• _Instructions for the task_: The entries must be repeated verbatim, and their images left out.

───── Data provided

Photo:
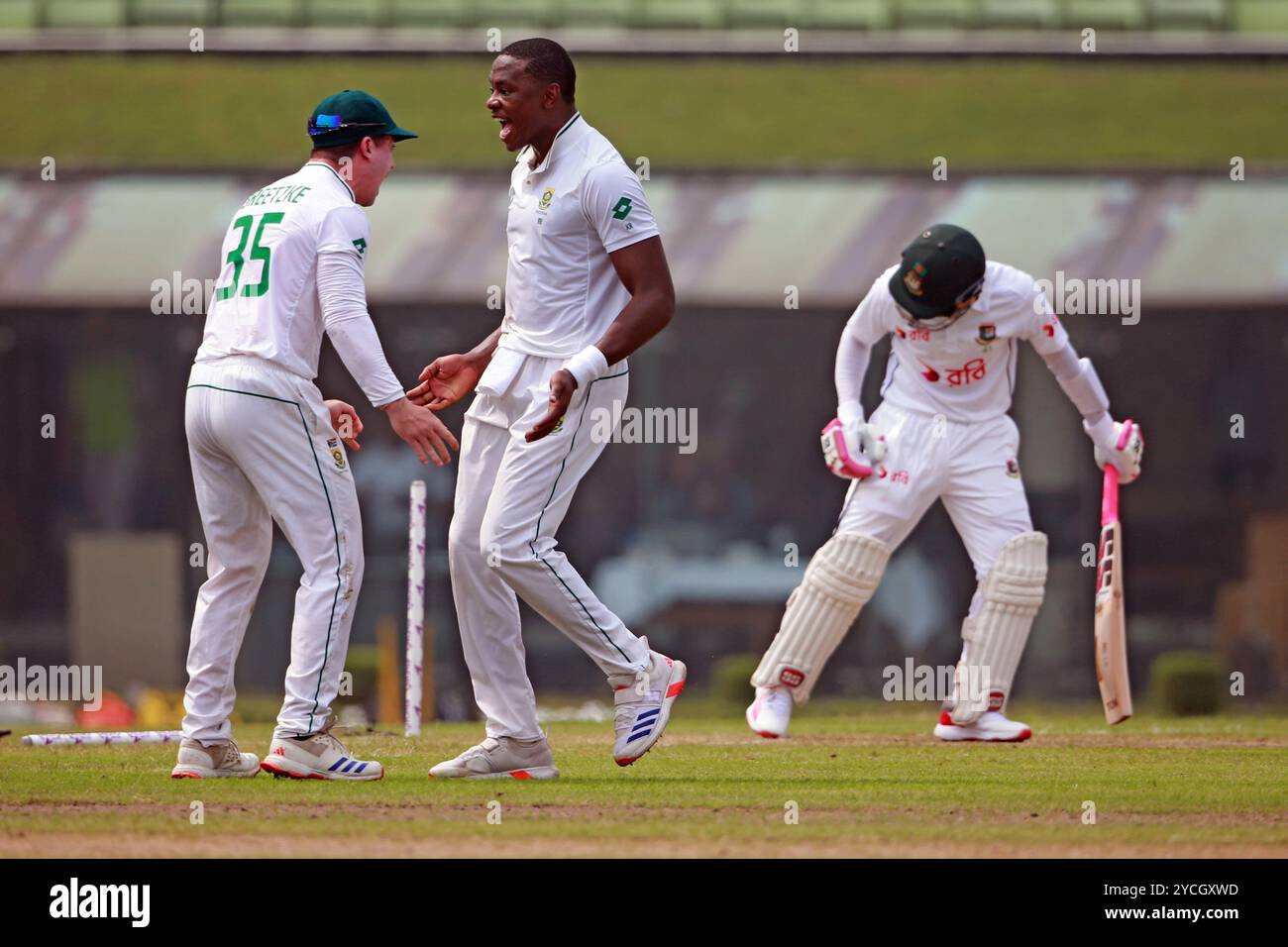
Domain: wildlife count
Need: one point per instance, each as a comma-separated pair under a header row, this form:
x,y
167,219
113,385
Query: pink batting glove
x,y
850,450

──────────

• _Task result_:
Photo:
Domain: wildlife count
Need: one point per instance, each as a comma-separated pair under a header row, this form:
x,y
167,219
113,385
Query: pink batting glove
x,y
850,450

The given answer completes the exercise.